AIM OF THE TASK:
Print the first line of the records below and every line after it, up to and including the line with "Exercise. Pin every instance of the man's". Print nothing else.

Stored data entries
● ● ● ● ●

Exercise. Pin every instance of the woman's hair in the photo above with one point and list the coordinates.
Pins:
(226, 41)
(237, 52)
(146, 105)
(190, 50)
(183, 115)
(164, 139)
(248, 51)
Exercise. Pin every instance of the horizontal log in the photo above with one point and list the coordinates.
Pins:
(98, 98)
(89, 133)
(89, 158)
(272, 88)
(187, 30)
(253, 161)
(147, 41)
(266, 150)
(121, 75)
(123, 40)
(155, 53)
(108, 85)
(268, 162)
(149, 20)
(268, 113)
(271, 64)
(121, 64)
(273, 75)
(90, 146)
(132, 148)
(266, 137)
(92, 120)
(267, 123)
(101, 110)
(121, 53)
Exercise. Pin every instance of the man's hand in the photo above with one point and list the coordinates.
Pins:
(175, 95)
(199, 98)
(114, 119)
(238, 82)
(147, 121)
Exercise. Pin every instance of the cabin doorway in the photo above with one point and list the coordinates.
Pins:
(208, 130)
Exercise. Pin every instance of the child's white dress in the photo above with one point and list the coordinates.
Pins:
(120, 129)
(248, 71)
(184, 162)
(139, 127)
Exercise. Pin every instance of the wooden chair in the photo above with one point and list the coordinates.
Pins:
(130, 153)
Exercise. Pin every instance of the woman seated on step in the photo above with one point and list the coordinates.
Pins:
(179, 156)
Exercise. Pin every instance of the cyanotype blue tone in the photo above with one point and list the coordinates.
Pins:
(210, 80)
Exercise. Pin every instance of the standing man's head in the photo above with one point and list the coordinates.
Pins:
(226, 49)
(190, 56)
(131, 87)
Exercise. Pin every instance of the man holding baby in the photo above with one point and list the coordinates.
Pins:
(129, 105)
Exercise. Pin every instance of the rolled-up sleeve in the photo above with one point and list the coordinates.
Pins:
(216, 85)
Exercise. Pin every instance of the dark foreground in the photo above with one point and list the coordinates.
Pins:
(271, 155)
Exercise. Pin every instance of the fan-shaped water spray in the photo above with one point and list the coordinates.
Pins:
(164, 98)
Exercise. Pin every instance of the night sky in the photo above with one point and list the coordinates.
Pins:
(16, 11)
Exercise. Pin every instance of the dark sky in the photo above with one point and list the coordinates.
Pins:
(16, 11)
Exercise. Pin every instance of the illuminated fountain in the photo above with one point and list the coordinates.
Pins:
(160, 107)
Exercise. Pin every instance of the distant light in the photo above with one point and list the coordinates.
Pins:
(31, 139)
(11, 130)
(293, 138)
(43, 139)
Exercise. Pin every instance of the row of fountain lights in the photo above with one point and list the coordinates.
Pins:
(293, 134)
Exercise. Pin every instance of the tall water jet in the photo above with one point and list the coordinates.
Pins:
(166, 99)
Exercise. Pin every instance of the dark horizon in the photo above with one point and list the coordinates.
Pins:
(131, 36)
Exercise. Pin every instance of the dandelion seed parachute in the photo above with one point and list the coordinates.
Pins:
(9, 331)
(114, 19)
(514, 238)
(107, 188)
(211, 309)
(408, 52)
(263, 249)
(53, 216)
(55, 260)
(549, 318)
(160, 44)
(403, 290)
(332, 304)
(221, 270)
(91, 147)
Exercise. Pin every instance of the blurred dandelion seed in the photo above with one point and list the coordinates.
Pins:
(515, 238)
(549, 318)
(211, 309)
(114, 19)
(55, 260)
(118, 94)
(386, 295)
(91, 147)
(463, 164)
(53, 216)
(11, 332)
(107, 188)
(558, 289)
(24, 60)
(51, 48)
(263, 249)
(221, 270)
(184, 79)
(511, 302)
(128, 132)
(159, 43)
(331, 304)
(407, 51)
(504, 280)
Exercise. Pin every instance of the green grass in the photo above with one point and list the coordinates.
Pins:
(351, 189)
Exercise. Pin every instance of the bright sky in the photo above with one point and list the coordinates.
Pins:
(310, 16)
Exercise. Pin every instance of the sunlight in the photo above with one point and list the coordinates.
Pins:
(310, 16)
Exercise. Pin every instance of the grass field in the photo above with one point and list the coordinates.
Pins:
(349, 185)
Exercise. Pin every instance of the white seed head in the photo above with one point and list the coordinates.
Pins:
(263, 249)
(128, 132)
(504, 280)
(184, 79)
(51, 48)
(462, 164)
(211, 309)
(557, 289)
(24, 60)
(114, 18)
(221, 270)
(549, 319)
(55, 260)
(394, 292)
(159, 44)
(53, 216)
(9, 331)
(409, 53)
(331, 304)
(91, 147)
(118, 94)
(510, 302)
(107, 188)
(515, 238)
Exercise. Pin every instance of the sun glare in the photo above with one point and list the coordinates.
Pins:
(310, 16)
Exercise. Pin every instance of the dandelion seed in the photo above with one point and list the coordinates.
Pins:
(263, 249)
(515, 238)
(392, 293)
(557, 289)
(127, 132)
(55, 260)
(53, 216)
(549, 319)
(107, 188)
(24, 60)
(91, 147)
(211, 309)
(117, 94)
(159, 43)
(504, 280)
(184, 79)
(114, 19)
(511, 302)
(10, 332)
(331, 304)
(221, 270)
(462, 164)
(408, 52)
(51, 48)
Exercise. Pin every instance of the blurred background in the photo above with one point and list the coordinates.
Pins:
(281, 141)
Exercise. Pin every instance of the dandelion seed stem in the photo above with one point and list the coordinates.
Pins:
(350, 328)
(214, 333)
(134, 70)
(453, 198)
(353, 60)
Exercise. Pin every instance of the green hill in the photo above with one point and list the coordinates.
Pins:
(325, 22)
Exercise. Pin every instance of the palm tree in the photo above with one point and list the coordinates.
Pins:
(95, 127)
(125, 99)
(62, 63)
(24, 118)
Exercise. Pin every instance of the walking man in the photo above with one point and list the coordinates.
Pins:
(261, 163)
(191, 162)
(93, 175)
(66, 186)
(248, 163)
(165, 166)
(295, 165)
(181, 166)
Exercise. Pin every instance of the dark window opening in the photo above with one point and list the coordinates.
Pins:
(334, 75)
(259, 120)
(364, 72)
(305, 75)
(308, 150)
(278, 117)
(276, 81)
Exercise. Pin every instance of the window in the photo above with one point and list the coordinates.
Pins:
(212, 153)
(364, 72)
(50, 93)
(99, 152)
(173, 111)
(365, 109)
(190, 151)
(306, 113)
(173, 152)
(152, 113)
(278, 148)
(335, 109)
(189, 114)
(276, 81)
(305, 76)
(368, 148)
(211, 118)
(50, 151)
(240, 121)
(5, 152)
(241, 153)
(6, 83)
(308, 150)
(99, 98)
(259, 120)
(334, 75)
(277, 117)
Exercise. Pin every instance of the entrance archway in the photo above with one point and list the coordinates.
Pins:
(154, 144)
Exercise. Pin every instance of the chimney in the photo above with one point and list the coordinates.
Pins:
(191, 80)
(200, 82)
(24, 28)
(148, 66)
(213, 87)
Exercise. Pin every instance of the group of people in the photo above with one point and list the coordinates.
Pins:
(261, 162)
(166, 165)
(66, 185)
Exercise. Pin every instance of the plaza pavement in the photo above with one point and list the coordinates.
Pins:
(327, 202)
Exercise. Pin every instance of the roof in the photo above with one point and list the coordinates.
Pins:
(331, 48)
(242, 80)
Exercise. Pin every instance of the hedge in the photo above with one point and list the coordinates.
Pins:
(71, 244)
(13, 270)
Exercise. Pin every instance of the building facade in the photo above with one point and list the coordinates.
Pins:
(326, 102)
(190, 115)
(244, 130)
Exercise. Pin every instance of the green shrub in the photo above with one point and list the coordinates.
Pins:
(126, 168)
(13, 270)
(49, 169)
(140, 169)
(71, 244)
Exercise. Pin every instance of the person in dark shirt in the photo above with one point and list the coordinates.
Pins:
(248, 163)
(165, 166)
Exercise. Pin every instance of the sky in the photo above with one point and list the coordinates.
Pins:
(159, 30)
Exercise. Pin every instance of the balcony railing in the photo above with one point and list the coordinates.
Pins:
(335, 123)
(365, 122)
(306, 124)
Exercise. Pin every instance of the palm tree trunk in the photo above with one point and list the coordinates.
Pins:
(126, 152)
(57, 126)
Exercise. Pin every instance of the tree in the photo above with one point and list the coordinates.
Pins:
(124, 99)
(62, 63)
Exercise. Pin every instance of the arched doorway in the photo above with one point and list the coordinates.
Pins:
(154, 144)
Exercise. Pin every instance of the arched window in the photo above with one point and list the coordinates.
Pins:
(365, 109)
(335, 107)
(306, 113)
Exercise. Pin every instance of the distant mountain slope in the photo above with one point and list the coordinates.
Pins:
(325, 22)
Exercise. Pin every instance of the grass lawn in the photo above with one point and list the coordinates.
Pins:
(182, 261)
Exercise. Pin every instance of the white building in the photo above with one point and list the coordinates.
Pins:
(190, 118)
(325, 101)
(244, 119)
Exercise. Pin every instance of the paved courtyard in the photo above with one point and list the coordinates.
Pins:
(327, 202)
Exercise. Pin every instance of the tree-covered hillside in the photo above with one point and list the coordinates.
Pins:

● ● ● ● ●

WRITTEN SOLUTION:
Exercise. Pin every instance of the woman's hair in the photo above with one point and list the coordinates.
Pins:
(226, 41)
(237, 52)
(146, 105)
(190, 50)
(183, 115)
(164, 139)
(248, 51)
Exercise. Pin every instance of the horizontal log in the photo above with one point and list the coordinates.
Pins:
(98, 98)
(89, 133)
(89, 158)
(272, 88)
(187, 30)
(253, 161)
(147, 41)
(266, 150)
(121, 75)
(123, 40)
(155, 53)
(108, 85)
(268, 162)
(149, 20)
(268, 113)
(271, 64)
(121, 64)
(273, 75)
(90, 146)
(132, 148)
(266, 137)
(92, 120)
(267, 123)
(101, 110)
(121, 53)
Exercise. Pin every instance of the man's hand in the photo above with one point and list the coordinates.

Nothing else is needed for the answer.